WHAT TO WORK ON: Return all of the entries exactly, with nothing added or left out.

RECORDED DATA:
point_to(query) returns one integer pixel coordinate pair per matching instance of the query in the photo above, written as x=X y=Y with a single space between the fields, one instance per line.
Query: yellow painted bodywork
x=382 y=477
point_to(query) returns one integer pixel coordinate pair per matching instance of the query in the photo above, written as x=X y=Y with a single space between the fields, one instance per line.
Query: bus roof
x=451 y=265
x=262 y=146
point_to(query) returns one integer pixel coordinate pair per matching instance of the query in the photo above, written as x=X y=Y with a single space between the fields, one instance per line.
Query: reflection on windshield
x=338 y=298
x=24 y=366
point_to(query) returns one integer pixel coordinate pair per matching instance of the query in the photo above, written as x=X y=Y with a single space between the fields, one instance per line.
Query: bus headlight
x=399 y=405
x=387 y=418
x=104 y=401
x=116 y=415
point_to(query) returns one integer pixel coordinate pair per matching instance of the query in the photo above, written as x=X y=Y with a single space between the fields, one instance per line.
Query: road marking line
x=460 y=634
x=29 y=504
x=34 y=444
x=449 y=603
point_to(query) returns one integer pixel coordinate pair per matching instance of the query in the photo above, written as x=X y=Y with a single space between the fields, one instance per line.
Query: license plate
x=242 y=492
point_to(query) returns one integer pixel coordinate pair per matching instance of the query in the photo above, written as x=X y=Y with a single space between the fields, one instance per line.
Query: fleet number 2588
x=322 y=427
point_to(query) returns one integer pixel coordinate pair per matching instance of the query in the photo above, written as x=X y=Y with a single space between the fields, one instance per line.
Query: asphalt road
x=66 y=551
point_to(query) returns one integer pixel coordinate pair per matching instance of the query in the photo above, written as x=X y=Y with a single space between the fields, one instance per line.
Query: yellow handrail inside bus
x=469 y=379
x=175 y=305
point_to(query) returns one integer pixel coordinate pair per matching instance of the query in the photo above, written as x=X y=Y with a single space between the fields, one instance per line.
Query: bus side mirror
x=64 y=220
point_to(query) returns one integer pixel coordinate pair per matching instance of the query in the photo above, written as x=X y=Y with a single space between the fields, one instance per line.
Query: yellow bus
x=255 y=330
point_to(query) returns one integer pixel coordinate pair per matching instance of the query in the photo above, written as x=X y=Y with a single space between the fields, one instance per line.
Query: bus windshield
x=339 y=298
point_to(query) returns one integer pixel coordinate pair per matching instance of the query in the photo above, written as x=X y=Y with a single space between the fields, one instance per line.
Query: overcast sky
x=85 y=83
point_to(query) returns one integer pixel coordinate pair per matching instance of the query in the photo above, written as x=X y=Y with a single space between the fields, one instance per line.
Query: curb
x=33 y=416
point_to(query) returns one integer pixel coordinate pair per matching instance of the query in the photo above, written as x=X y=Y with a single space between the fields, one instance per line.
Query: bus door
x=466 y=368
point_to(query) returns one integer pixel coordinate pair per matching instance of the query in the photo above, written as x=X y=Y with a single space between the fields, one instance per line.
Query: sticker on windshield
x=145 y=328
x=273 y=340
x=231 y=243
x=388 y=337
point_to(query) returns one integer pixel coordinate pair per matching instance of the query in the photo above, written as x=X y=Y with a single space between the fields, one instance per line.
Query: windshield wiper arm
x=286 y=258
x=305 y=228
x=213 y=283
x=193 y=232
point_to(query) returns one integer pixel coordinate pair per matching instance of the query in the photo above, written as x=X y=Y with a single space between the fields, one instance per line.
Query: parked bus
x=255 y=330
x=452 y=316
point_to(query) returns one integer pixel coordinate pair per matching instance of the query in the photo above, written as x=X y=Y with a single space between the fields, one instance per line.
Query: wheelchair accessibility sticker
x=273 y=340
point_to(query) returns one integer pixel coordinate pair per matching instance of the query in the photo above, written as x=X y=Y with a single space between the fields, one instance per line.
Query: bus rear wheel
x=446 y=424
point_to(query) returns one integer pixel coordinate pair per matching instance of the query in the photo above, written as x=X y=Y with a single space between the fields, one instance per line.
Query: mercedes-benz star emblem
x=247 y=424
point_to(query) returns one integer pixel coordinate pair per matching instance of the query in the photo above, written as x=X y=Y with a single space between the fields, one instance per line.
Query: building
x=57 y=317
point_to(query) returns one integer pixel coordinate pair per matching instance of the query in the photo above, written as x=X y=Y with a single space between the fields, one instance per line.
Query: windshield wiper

PROBLEM SOLUTION:
point_to(query) returns one integer pixel coordinate pair per matching instance of the query in the photo above, written as x=X y=Y with a single space between the fields, one instance per line.
Query: yellow painted bodywork
x=382 y=477
point_to(query) returns one integer pixel coordinate pair per matching instance of the query in the photo above, written as x=X y=Y with a single space between the fields, one instance per line.
Query: bus roof
x=451 y=265
x=262 y=146
point_to(query) returns one integer pixel coordinate pair per matching instance of the query in the photo above, written as x=X y=Y with a single space between the fields, one instance per line.
Query: reflection on windshield
x=338 y=298
x=24 y=366
point_to(query) returns one integer pixel coordinate pair per matching instance of the query in the photo above, written as x=X y=Y with a single space between the fields, one instance per line.
Query: bus headlight
x=399 y=405
x=387 y=418
x=104 y=401
x=116 y=415
point_to(query) returns one integer pixel coordinate pair per matching instance of the query in the photo above, written as x=X y=Y with a single space between the fields, one instance per line.
Query: road marking line
x=460 y=634
x=29 y=504
x=34 y=444
x=449 y=603
point_to(query) returns one integer pixel coordinate pair per matching instance of the query in the photo above, written as x=X y=Y with a single space between the fields, one instance per line.
Query: license plate
x=242 y=492
point_to(query) returns one integer pixel coordinate pair per matching instance of the query in the photo above, written as x=X y=Y with a single space between the fields, one instance per line.
Query: fleet number 2588
x=322 y=427
point_to(query) returns one integer pixel coordinate pair per matching instance of the query in the photo above, written as x=X y=Y with a single space between the fields, one instance per line.
Query: asphalt road
x=66 y=551
point_to(query) returns one integer pixel coordinate pair per matching instance of the query in the photo above, written as x=X y=Y with a single space between the fields, one instance per line.
Query: yellow handrail inside bus
x=469 y=379
x=175 y=305
point_to(query) returns one integer pixel coordinate pair per matching instance of the query in the photo above, written as x=X y=Y with a single space between the fields, one instance per line.
Query: bus side mirror
x=64 y=220
point_to(query) returns one integer pixel coordinate pair per matching instance of the query in the photo above, written as x=X y=Y with a single space between the fields, one instance per line.
Query: yellow bus
x=255 y=330
point_to(query) returns one integer pixel coordinate pair per matching instance of the query in the photo above, written as x=X y=Y with a single space between the fields, one instance per line.
Query: bus windshield
x=339 y=298
point_to(query) returns one integer pixel coordinate pair per matching instance of the query in the photo above, written as x=X y=Y with a single space between the fields, one instance per line.
Query: overcast sky
x=85 y=83
point_to(query) returns one integer pixel coordinate pair per matching instance of the query in the photo above, written as x=X y=Y with a single space between the fields, one instance per line.
Query: curb
x=33 y=416
point_to(query) returns one integer pixel coordinate pair per matching instance of the query in the photo above, written as x=X y=Y with a single space between the fields, one instance per line.
Query: bus door
x=466 y=368
point_to(query) returns one integer pixel coordinate pair per matching instance of the query in the photo above, written as x=X y=Y with a single space between the fields, one instance per line.
Query: sticker on windshield
x=145 y=328
x=273 y=340
x=231 y=243
x=388 y=337
point_to(query) returns one integer pixel coordinate pair per matching instance of the query in the photo above, written as x=X y=Y with a single space between the fields, one instance per line.
Query: windshield wiper arm
x=286 y=258
x=305 y=228
x=213 y=283
x=193 y=232
point_to(query) returns one integer pixel coordinate pair per matching instance of the query in the photo above, written as x=X y=Y with a single space between the fields, one instance per line.
Query: parked bus
x=255 y=330
x=452 y=316
point_to(query) returns one integer pixel coordinate pair per matching instance of the query in the photo above, written as x=X y=Y with a single space between the fields, one instance per line.
Query: wheelchair accessibility sticker
x=273 y=340
point_to(query) returns one integer pixel coordinate pair per matching instance of the query in the photo above, written as x=X y=Y with a single space between the fields, one instance per line.
Query: bus rear wheel
x=446 y=424
point_to(query) returns one integer pixel coordinate pair per matching instance of the query in the photo above, written as x=X y=Y with a single space between the fields, one instance per line.
Query: mercedes-benz star emblem
x=247 y=424
point_to(query) returns one integer pixel coordinate pair per matching instance of the query in the photo above, written as x=X y=Y with a single space between the fields, one instance per line.
Query: building
x=57 y=317
point_to(query) returns one integer pixel coordinate pair per matching instance of the query in the photo above, written as x=X y=Y with a single space between the fields, one instance per line.
Query: windshield wiper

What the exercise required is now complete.